--- INFORMATION SUPPLIED ---

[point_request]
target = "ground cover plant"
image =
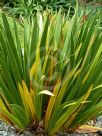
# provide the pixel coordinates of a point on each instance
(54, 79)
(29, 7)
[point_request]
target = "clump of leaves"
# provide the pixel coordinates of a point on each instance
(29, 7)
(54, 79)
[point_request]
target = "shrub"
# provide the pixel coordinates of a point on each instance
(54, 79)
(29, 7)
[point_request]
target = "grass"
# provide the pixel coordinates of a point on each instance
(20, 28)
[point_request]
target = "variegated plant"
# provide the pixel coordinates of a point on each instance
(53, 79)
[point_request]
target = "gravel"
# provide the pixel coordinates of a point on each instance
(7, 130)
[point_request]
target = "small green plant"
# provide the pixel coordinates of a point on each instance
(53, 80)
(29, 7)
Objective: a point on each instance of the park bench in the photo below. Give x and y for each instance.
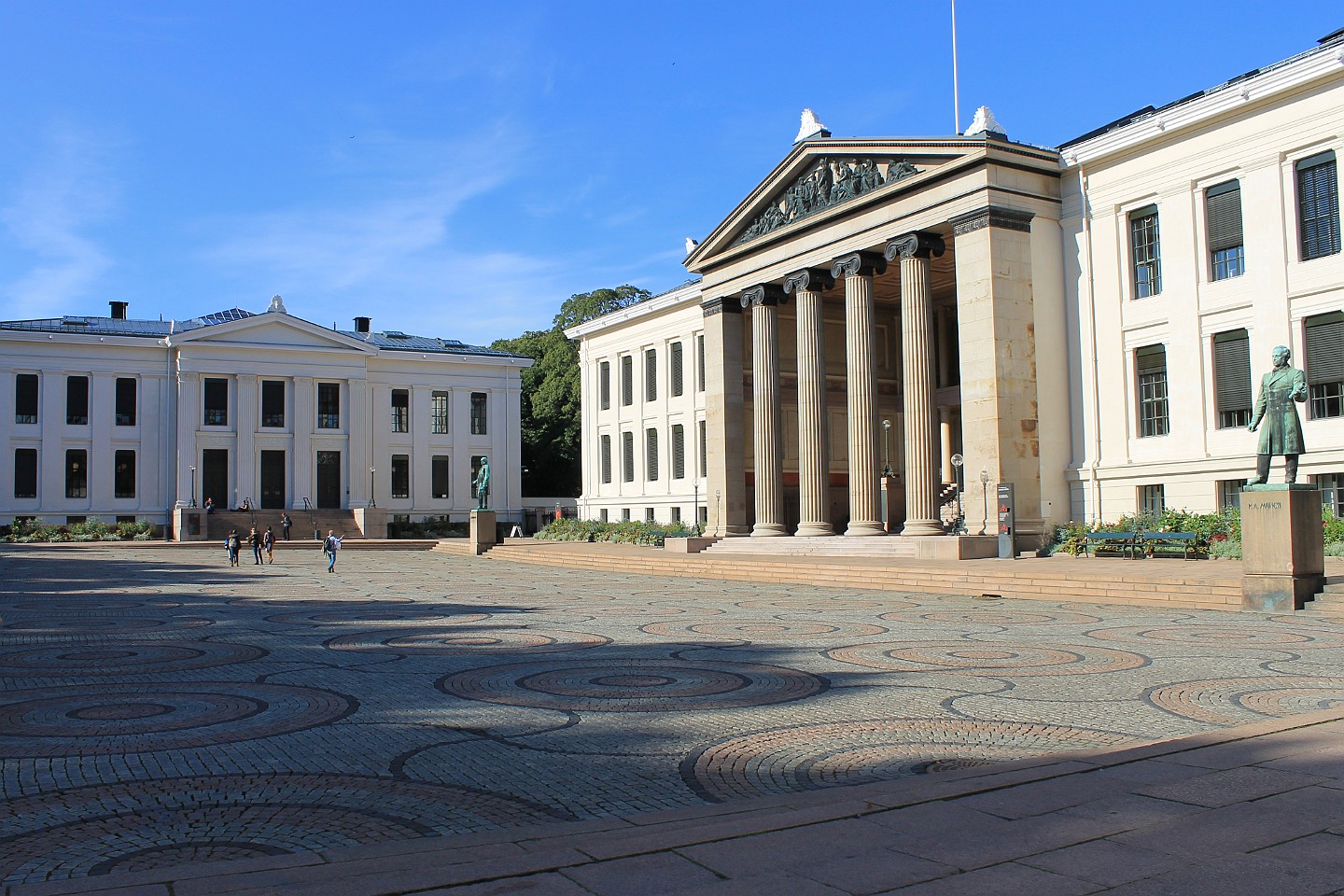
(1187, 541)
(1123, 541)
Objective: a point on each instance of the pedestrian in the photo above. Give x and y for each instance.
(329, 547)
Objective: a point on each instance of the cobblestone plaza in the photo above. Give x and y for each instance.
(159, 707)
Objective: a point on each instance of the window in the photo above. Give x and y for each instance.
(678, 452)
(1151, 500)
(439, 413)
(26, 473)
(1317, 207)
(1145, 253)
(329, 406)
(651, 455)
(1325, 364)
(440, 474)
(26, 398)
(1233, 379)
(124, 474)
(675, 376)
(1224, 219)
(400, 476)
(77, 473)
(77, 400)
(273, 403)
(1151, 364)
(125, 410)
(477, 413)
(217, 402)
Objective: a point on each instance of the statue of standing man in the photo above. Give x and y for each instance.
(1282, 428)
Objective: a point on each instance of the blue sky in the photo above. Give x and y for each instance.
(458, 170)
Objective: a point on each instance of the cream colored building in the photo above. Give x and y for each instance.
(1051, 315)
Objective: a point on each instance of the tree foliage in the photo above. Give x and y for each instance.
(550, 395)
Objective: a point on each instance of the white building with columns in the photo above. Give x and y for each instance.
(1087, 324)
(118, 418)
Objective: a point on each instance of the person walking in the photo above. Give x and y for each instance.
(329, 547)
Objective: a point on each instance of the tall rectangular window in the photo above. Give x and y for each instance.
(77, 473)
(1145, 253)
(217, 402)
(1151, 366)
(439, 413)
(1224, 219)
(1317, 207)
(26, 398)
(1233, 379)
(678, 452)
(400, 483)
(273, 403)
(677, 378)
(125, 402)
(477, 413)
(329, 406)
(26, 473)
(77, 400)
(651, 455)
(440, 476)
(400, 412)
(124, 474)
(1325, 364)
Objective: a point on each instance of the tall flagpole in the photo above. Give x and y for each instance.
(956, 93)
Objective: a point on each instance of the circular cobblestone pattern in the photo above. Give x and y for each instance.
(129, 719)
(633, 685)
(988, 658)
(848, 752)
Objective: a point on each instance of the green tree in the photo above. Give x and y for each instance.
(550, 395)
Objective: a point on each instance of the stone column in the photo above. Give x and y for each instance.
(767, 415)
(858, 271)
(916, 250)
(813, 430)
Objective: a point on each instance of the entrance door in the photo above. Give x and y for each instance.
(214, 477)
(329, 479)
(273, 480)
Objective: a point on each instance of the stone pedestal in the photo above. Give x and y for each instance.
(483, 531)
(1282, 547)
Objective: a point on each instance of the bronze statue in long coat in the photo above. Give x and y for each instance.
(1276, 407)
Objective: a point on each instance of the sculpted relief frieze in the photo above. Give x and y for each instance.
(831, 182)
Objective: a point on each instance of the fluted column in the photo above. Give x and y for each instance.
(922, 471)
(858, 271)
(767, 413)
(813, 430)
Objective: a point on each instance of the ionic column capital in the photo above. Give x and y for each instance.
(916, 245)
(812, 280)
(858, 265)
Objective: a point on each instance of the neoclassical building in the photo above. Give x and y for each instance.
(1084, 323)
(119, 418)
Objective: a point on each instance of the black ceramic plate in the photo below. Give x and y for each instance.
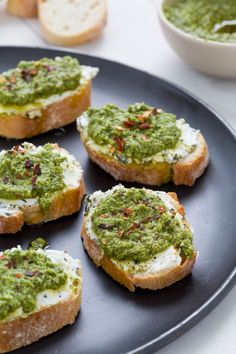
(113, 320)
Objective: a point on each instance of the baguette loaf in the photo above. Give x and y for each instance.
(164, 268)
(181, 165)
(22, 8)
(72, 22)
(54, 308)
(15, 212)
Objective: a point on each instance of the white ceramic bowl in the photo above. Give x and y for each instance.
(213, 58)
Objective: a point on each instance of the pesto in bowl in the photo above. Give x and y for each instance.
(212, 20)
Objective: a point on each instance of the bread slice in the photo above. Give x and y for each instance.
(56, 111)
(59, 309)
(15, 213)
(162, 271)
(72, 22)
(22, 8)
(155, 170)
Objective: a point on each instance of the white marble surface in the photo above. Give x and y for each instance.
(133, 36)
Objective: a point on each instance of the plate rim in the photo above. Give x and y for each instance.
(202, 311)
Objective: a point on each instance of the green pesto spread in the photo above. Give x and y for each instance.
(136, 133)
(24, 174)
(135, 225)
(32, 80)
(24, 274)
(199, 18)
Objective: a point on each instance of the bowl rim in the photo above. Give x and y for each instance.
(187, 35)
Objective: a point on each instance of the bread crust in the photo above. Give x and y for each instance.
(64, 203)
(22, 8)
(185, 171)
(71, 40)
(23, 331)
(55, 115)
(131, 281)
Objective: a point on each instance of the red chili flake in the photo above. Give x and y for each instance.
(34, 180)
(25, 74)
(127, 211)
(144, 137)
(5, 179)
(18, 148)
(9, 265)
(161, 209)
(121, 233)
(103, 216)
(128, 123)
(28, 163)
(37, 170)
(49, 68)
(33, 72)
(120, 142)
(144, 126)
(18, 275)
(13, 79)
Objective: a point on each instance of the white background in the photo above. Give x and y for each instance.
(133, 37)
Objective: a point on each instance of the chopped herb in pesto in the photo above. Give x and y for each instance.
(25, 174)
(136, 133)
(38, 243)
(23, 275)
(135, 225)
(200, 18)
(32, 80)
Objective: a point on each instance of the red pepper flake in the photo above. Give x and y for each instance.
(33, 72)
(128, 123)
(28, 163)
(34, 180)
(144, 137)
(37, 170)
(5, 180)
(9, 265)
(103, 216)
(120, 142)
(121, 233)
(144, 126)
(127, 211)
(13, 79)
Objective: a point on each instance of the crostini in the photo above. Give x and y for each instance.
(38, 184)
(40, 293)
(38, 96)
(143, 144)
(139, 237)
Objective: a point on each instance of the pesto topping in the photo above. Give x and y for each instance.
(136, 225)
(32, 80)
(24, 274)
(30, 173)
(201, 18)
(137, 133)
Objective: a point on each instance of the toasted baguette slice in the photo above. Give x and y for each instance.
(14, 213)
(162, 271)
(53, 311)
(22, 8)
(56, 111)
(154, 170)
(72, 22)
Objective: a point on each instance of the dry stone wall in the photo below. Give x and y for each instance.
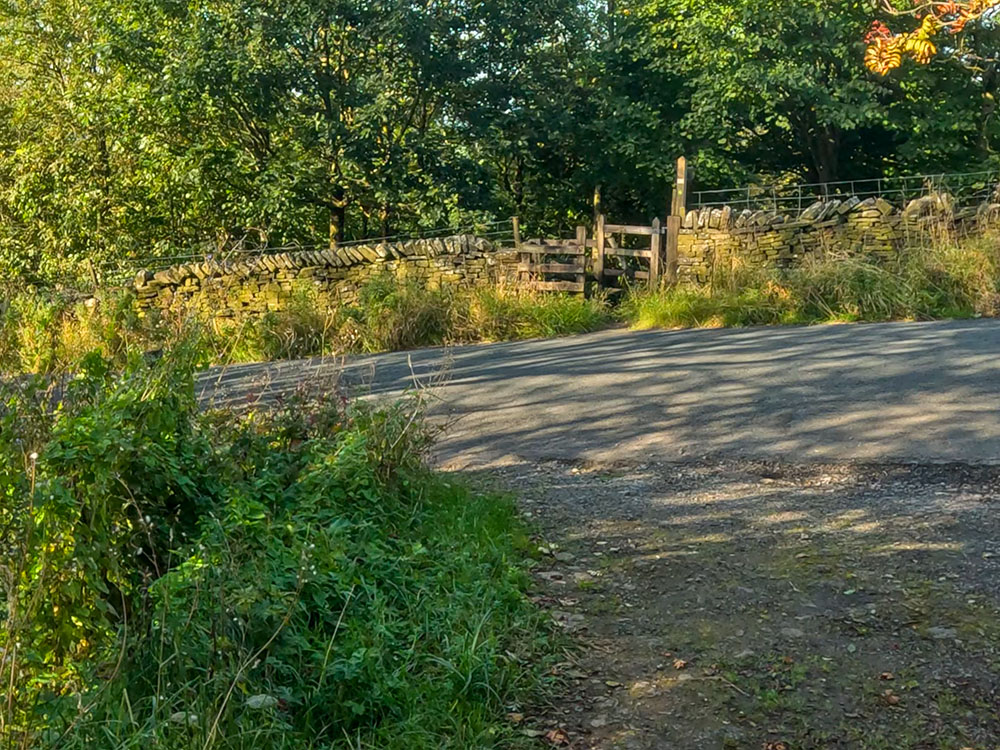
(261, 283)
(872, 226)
* * *
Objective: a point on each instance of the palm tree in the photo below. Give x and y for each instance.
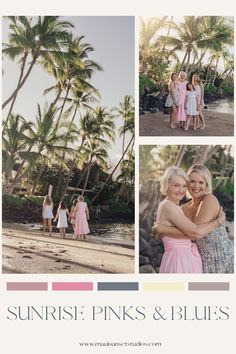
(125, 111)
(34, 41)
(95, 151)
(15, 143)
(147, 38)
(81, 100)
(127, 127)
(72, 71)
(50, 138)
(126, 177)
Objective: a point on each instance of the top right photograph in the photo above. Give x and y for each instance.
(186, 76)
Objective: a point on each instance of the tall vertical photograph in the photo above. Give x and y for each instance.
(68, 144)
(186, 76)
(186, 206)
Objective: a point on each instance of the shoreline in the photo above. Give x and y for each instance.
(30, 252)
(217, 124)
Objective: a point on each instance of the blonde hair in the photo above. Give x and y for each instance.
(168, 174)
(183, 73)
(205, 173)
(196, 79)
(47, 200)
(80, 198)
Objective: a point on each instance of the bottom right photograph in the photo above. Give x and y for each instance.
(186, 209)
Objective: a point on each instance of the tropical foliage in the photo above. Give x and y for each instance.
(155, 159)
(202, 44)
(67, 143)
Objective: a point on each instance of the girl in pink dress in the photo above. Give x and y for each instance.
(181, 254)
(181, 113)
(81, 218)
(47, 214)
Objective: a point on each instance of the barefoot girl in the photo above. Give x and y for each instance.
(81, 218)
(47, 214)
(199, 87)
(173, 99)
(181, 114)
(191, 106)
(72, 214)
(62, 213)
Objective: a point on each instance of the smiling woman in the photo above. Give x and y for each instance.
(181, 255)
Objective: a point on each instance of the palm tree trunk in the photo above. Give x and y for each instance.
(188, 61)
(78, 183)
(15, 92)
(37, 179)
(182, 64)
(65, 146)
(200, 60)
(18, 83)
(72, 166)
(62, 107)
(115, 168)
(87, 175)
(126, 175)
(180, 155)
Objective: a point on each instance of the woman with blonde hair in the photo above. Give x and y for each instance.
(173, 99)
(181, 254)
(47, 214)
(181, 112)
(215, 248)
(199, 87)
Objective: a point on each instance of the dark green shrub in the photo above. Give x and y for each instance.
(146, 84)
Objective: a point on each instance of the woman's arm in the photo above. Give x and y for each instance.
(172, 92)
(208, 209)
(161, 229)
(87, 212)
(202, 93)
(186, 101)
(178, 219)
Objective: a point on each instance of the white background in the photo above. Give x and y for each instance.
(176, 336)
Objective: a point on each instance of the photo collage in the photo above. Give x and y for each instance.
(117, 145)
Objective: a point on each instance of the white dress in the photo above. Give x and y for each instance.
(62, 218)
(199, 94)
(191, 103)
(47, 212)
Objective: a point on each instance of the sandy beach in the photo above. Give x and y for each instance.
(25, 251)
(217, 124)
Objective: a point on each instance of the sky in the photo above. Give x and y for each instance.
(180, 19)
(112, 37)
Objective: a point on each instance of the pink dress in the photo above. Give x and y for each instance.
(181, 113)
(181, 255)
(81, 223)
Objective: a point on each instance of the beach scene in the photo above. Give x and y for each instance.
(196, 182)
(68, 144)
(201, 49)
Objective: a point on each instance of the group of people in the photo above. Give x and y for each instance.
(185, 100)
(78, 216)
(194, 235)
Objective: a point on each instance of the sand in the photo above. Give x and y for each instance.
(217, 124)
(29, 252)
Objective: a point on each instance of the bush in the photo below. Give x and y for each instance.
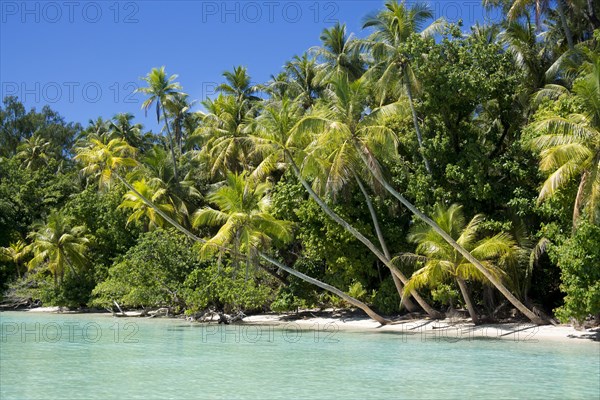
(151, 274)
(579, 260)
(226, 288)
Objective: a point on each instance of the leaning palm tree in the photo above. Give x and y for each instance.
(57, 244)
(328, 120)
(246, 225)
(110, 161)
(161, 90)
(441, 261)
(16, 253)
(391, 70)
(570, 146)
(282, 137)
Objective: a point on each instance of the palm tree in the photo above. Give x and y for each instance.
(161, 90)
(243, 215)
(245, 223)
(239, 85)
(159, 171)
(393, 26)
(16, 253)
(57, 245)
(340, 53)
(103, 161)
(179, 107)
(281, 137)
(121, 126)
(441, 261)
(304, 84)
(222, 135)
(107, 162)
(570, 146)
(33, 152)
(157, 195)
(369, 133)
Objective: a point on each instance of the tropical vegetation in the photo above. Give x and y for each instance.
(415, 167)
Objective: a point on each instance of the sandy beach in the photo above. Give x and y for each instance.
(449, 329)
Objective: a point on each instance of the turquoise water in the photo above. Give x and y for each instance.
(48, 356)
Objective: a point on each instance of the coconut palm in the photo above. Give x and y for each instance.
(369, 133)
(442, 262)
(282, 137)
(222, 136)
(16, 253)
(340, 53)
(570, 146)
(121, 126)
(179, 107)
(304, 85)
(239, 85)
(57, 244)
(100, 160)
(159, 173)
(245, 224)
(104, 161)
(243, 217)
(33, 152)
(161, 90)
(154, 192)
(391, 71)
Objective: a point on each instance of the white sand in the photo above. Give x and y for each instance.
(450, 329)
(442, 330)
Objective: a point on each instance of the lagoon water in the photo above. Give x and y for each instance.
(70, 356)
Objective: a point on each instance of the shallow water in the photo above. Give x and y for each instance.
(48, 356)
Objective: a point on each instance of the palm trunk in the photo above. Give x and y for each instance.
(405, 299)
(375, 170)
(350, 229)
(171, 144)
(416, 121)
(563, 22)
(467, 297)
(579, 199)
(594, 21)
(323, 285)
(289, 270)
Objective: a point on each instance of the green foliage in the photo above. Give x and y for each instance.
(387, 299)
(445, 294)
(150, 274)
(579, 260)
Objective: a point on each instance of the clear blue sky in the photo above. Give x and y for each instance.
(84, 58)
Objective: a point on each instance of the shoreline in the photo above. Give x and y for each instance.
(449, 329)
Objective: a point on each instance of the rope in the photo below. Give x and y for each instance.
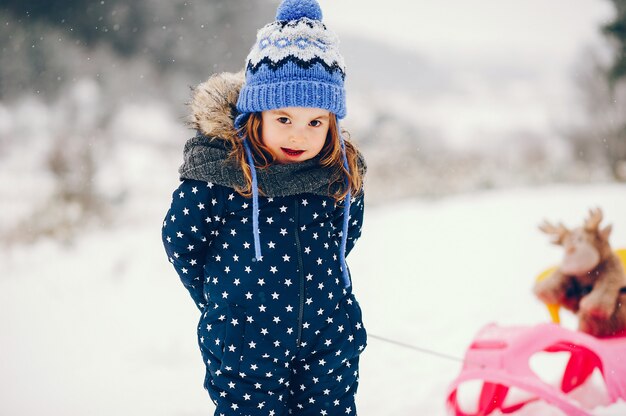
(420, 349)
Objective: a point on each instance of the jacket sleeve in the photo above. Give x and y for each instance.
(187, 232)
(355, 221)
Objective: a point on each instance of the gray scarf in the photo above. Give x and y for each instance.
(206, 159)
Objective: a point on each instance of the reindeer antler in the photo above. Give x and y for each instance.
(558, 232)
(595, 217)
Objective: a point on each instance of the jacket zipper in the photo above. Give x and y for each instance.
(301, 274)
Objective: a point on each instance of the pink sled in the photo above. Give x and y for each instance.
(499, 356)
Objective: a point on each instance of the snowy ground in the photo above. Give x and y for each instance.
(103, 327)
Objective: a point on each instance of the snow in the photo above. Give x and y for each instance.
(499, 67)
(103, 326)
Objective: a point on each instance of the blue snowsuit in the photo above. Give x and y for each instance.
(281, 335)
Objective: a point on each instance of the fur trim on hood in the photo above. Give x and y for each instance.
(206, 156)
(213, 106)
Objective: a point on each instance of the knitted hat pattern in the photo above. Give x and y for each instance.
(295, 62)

--- SET EXERCISE ---
Count the lines of the data above that contain the string "trunk", treating uppercase and lowercase as different. Reply with the number alone.

--- EXERCISE SOLUTION ---
2